:: EXERCISE REQUIREMENTS ::
Return the part of the passage on Martha's diary between "Ulrich’s evaluation of" and "personal calling (45).", inclusive, copied word for word.

----- PASSAGE

Martha’s diary contains material beyond her miraculous survival during her arduous journeys. For 27 years, she wrote entries nearly daily, recording the various details of her life that she found relevant, including the visitations of neighbors, her own comings and goings, the activities of her family, and of course, the details of her medical visits to her patients. At times, some of the entries appear relatively unimportant or superfluous, dwelling on tasks like Martha pulling flax or detailing which neighbor ate breakfast where. However, for Ulrich’s microhistorical approach, every entry is important, each detail meaningful, because together, they weave a complete tapestry of both Martha’s life and the world in which she lived. Ulrich states, “The problem is not that the diary is trivial but that it introduces more stories than can easily be recovered and absorbed” (35). For example, Ulrich traces various storylines in an entry in the Introduction from the same April entry in which Martha described crossing the river and dealing with her spooked horse. Without the small details that Martha preserves in her diary, historians would not know that Obed Hussey was in debtor’s jail or that the Hewins couple had premarital sex, as their child was born two months after their wedding. If Martha had recorded only the details of her midwifery practice—the times of birth and sexes of the babies—this historical richness would have been lost.


Ulrich’s evaluation of the diary’s structure also elucidates the wide-ranging role of the midwife in the community. Martha delivered babies and helped laboring women, but that is only one aspect of her medical activities. Ulrich writes:


The structure of the diary forces us to consider midwifery […] the most visible feature of a comprehensive and little-known system of early health care, as a mechanism of social control, a strategy for family support, and a deeply personal calling (45).

----------
----- GIVEN DATA

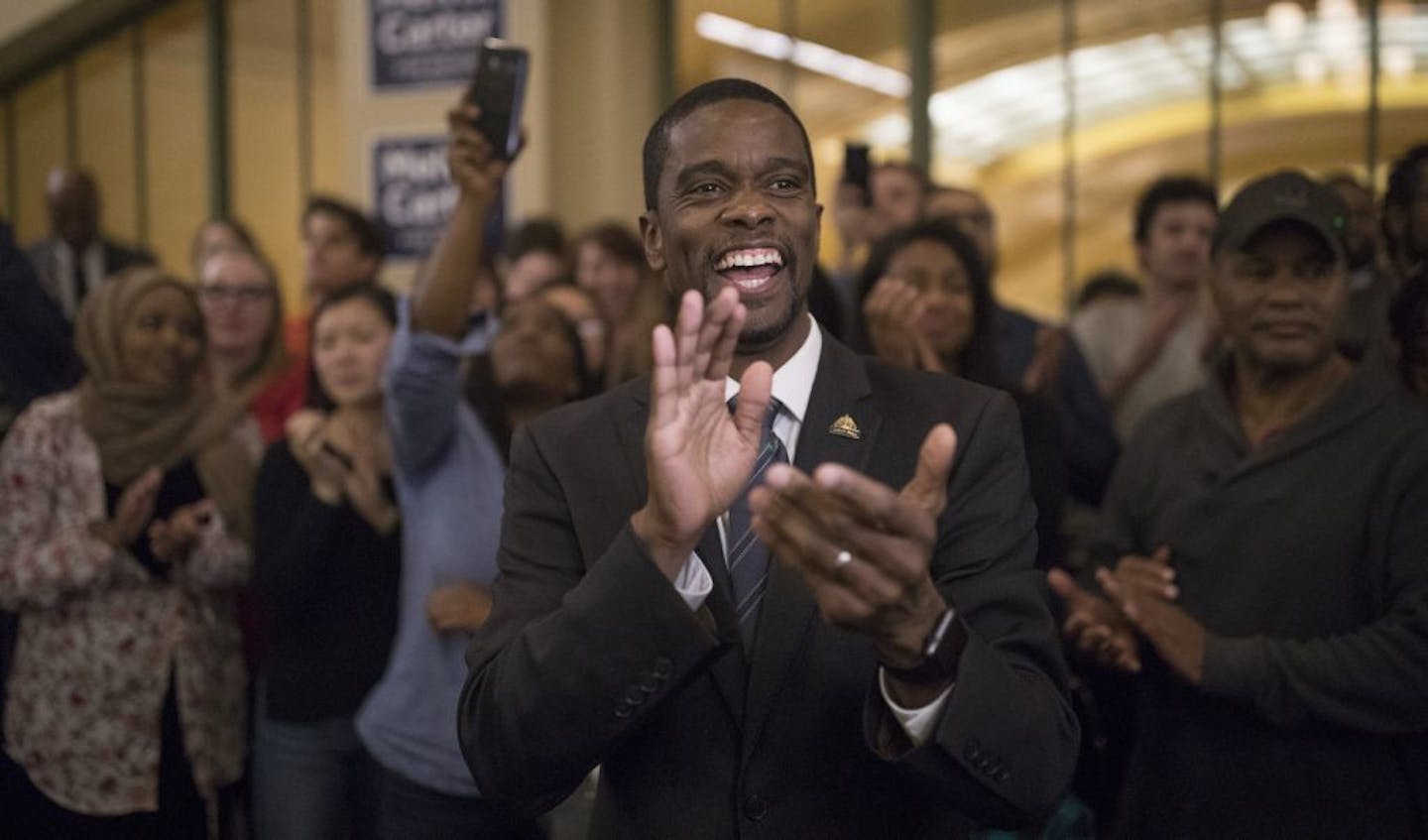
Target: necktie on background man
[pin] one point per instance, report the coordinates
(747, 556)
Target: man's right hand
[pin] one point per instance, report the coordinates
(1096, 628)
(698, 454)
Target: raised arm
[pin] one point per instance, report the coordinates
(443, 296)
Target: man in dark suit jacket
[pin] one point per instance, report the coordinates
(76, 258)
(36, 349)
(931, 693)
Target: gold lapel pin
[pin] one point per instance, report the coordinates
(846, 425)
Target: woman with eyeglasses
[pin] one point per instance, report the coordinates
(243, 314)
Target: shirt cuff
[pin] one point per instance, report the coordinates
(917, 723)
(694, 583)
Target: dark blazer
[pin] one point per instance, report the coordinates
(116, 259)
(591, 658)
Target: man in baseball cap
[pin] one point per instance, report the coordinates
(1261, 560)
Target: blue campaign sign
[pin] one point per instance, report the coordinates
(413, 194)
(428, 42)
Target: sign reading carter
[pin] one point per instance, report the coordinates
(413, 191)
(428, 42)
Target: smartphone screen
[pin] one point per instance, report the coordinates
(499, 89)
(856, 168)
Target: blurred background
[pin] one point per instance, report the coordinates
(1058, 110)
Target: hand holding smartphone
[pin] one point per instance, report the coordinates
(499, 90)
(857, 171)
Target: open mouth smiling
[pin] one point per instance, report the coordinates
(752, 270)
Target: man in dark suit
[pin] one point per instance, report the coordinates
(76, 258)
(627, 628)
(36, 350)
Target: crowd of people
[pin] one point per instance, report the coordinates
(422, 564)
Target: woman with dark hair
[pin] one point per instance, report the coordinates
(326, 569)
(927, 305)
(610, 265)
(536, 363)
(122, 512)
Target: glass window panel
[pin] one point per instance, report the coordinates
(104, 90)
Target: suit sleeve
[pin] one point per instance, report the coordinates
(1006, 745)
(548, 691)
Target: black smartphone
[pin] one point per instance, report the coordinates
(856, 168)
(499, 89)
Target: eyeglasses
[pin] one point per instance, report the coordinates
(239, 294)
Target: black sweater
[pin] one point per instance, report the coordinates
(328, 584)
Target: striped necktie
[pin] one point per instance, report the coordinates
(746, 553)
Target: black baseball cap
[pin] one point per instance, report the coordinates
(1277, 197)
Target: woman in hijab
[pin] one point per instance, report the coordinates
(123, 508)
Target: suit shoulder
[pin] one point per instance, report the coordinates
(933, 392)
(589, 415)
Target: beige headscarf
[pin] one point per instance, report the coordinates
(137, 425)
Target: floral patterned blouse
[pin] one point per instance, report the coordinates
(101, 641)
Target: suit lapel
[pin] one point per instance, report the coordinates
(729, 670)
(840, 389)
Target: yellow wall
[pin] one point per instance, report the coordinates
(591, 96)
(104, 104)
(39, 146)
(176, 130)
(263, 132)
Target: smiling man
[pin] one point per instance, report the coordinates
(1264, 561)
(847, 645)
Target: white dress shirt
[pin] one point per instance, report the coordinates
(792, 385)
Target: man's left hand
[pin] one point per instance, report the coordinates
(1177, 638)
(863, 548)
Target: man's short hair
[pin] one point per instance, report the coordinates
(1404, 178)
(907, 166)
(1171, 190)
(657, 142)
(536, 236)
(369, 234)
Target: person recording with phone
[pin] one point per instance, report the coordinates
(448, 473)
(326, 567)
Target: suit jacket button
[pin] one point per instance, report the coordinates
(756, 807)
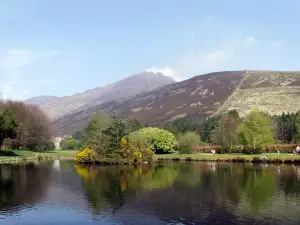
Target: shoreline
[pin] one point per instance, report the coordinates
(34, 158)
(280, 159)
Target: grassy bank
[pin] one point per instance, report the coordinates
(20, 154)
(271, 157)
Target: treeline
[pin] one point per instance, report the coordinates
(24, 126)
(230, 131)
(114, 139)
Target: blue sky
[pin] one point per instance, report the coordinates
(55, 47)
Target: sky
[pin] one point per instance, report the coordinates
(55, 47)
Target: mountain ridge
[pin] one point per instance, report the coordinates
(56, 107)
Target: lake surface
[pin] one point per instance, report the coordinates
(176, 193)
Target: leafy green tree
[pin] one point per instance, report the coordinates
(207, 126)
(132, 125)
(8, 125)
(297, 127)
(224, 134)
(183, 125)
(69, 144)
(284, 126)
(114, 134)
(159, 140)
(187, 140)
(27, 124)
(255, 132)
(93, 137)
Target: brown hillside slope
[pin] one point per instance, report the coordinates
(199, 97)
(56, 107)
(270, 91)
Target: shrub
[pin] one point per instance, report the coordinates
(86, 156)
(69, 144)
(159, 140)
(136, 150)
(187, 140)
(206, 148)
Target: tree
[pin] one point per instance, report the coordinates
(114, 134)
(78, 135)
(69, 144)
(207, 126)
(297, 127)
(187, 140)
(159, 140)
(132, 125)
(285, 127)
(93, 138)
(183, 125)
(224, 134)
(27, 124)
(255, 132)
(8, 125)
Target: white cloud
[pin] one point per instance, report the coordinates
(17, 58)
(167, 72)
(12, 65)
(218, 59)
(209, 18)
(276, 45)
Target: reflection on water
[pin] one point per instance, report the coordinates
(185, 193)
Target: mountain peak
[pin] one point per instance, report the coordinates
(56, 107)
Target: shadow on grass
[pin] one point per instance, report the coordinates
(7, 153)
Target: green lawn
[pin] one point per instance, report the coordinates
(204, 156)
(20, 153)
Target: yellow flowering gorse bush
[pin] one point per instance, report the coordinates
(86, 155)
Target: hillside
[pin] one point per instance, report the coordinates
(57, 107)
(201, 96)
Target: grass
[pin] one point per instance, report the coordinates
(216, 157)
(7, 154)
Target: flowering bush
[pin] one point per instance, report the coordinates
(158, 140)
(87, 156)
(136, 151)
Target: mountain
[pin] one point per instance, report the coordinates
(57, 107)
(201, 96)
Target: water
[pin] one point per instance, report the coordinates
(176, 193)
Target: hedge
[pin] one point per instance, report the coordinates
(282, 148)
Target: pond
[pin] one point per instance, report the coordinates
(172, 193)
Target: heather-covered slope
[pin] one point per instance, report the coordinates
(57, 107)
(199, 97)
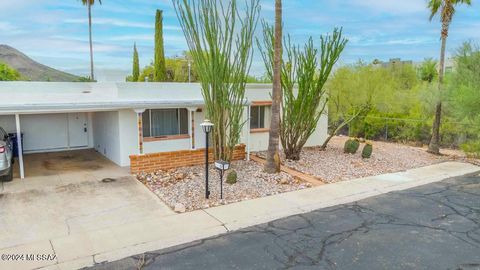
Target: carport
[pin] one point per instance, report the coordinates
(52, 117)
(105, 117)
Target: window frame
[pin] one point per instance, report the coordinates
(178, 136)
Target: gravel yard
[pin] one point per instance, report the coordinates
(184, 189)
(333, 165)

----------

:: RESULT ::
Ulrich’s evaluation of the diary’s structure also elucidates the wide-ranging role of the midwife in the community. Martha delivered babies and helped laboring women, but that is only one aspect of her medical activities. Ulrich writes:


The structure of the diary forces us to consider midwifery […] the most visible feature of a comprehensive and little-known system of early health care, as a mechanism of social control, a strategy for family support, and a deeply personal calling (45).